→ Testo:
#####
Sono almeno cinque i capolavori dell'opera. Su tutti brilla il distopico La Torre dell'Eclissi (2000), un racconto che non si può far a meno che giudicare una perla che funge da summa dell'intera produzione creativa di De Turris. Ironia, critica socio-politica, azione, fantascienza e anche un fantastico orrorifico intrecciano le loro coordinate fino a un epilogo tra i più potenti che mi sia mai capitato di leggere tra le storie scritte da un autore italiano. De Turris immagina un mondo abbandonato dagli Dei, in cui l'Italia del 2027 (data troppo prossima visti gli avvenimenti narrati) si è ridotta a una landa di morte e di disperazione di valenza post-atomica; uno stato (“che non rappresentava più sé stesso, ma era variegato come il costume di quell'antica maschera... Arlecchino”) in totale balia di albanesi, romeni, musulmani e altri immigrati, con una polizia finita in mano ai rom. Un'Italia ormai priva di italiani, spazzati via da immigrati dotati di ben altro carisma. De Turris immagina veicoli del futuro, ricostruisce in chiave farsesca il tessuto socio-politico e traccia un contesto ambientale che riporta alla memoria i più ispirati testi apocalittici firmati da James G. Ballard. Il pessimismo di De Turris, qua, è all'ennesima potenza e del tutto non allineato alle politiche di integrazione razziale che vanno per la maggiore in epoca moderna. Un'impostazione che culmina in un epilogo da urlo, durante un'eclissi solare ammirata dall'alto di una torre imbottita di cadaveri mummificati, in cui l'onirismo e la visionarietà toccano livelli degni di una penna di un grande maestro pubblicato sulle mitiche pagine di Weird Tales. Ecco infatti che sulla fantascienza distopica si innesca un orrore che ricorda Wings in the Night (1932) di Robert Ervin Howard, con i suoi demoni alati e le creature deformi che piombano sull'uomo. La risposta finale è orientata alla battaglia, una battaglia però per la mera sopravvivenza fisica perché l'uomo ha smarrito ormai ogni valore. Non è più possibile vincere o riscattarsi, si può solo combattere e andare avanti poiché gli dei non sono più padroni di questo mondo. Chapeau, poco altro da dire.


Non troppo dissimile, per tematica ed epilogo, è Passeggiata romantica al chiaro di luna durante l'ultima notte di carnevale (1999). L'autore opta per uno stile sperimentale, prediligendo una struttura prossima a una sceneggiatura teatrale giostrata su un dialogo esistenziale tra Pierrot e Colombina. Le due maschere si muovono in una piazza deserta in attesa dell'ultimo minuto di carnevale ormai prossimo ad andare in inventario. Qualcosa però va storto. Qualcuno, forse un dio usurpatore, ha bloccato l'orologio e il tempo, permettendo alle due maschere, invece di vivere il momento, di calarsi in una lunga serie di dissertazioni sulla loro situazione e sulla loro essenza. Pierrot capisce che c'è qualcosa di corrotto, di malato. Non può togliersi la maschera, è costretto a recitare un ruolo che non sente proprio. “Non vedi che è la Menzogna l'unico idolo dei nostri tempi e la Perversione la sua ancella?” grida a Colombina che vorrebbe ingannare il tempo facendo all'amore.
#####
→ Compito: Riprendi il testo sui racconti di De Turris riportato sopra e proseguilo dopo la sua ultima frase.

→ Dati forniti:
#####
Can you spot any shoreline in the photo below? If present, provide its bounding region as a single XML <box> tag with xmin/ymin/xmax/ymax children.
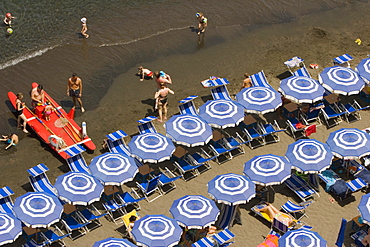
<box><xmin>0</xmin><ymin>2</ymin><xmax>370</xmax><ymax>246</ymax></box>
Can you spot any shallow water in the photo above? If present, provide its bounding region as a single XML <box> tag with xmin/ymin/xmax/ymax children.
<box><xmin>0</xmin><ymin>0</ymin><xmax>367</xmax><ymax>131</ymax></box>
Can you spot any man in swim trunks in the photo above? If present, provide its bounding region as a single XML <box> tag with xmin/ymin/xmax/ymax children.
<box><xmin>67</xmin><ymin>73</ymin><xmax>85</xmax><ymax>112</ymax></box>
<box><xmin>154</xmin><ymin>71</ymin><xmax>172</xmax><ymax>89</ymax></box>
<box><xmin>154</xmin><ymin>83</ymin><xmax>174</xmax><ymax>122</ymax></box>
<box><xmin>138</xmin><ymin>66</ymin><xmax>153</xmax><ymax>81</ymax></box>
<box><xmin>31</xmin><ymin>84</ymin><xmax>45</xmax><ymax>109</ymax></box>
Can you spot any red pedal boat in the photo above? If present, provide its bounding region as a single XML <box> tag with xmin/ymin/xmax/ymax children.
<box><xmin>8</xmin><ymin>82</ymin><xmax>96</xmax><ymax>159</ymax></box>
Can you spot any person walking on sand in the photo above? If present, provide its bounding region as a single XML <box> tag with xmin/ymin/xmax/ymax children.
<box><xmin>0</xmin><ymin>134</ymin><xmax>19</xmax><ymax>150</ymax></box>
<box><xmin>4</xmin><ymin>13</ymin><xmax>15</xmax><ymax>27</ymax></box>
<box><xmin>15</xmin><ymin>93</ymin><xmax>28</xmax><ymax>133</ymax></box>
<box><xmin>195</xmin><ymin>13</ymin><xmax>208</xmax><ymax>35</ymax></box>
<box><xmin>239</xmin><ymin>73</ymin><xmax>252</xmax><ymax>92</ymax></box>
<box><xmin>31</xmin><ymin>84</ymin><xmax>45</xmax><ymax>109</ymax></box>
<box><xmin>81</xmin><ymin>17</ymin><xmax>89</xmax><ymax>39</ymax></box>
<box><xmin>67</xmin><ymin>73</ymin><xmax>85</xmax><ymax>112</ymax></box>
<box><xmin>154</xmin><ymin>83</ymin><xmax>175</xmax><ymax>122</ymax></box>
<box><xmin>154</xmin><ymin>71</ymin><xmax>172</xmax><ymax>89</ymax></box>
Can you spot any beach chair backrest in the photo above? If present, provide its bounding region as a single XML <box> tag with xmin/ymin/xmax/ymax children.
<box><xmin>179</xmin><ymin>101</ymin><xmax>198</xmax><ymax>116</ymax></box>
<box><xmin>250</xmin><ymin>70</ymin><xmax>272</xmax><ymax>88</ymax></box>
<box><xmin>293</xmin><ymin>67</ymin><xmax>312</xmax><ymax>78</ymax></box>
<box><xmin>64</xmin><ymin>144</ymin><xmax>86</xmax><ymax>157</ymax></box>
<box><xmin>333</xmin><ymin>54</ymin><xmax>353</xmax><ymax>64</ymax></box>
<box><xmin>211</xmin><ymin>85</ymin><xmax>232</xmax><ymax>100</ymax></box>
<box><xmin>107</xmin><ymin>139</ymin><xmax>131</xmax><ymax>156</ymax></box>
<box><xmin>66</xmin><ymin>154</ymin><xmax>90</xmax><ymax>174</ymax></box>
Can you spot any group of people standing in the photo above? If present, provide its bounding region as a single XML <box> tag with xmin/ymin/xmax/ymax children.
<box><xmin>138</xmin><ymin>66</ymin><xmax>175</xmax><ymax>122</ymax></box>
#####
→ Risposta:
Finale apocalittico e crudele, altamente visionario, in cui De Turris mette alla berlina la falsità della realtà quotidiana, mostrando una realtà infernale tenuta nascosta dal burattinaio del gran teatrino.


Altro racconto di notevole impatto è Il Vecchio che camminava lungo il mare (1990). Gioiellino che guarda in chiave personale e originale a Machen (idea della duplice realtà), Meyrink e Blackwood (penso racconti quali L'Orologiaio o Il Vecchio delle Visioni) per stendere un racconto sfumato (sospeso tra suggestione/follia ed effettiva realtà) che vada oltre la semplice narrazione in una chiave allegorico/iniziatica. È in gioco la realizzazione di sé stessi, un qualcosa che passa dalla comprensione del proprio io e dalla liberazione delle catene sociali oggetto di convenzioni e fittizie realtà spacciate quali incontestabili e opportune.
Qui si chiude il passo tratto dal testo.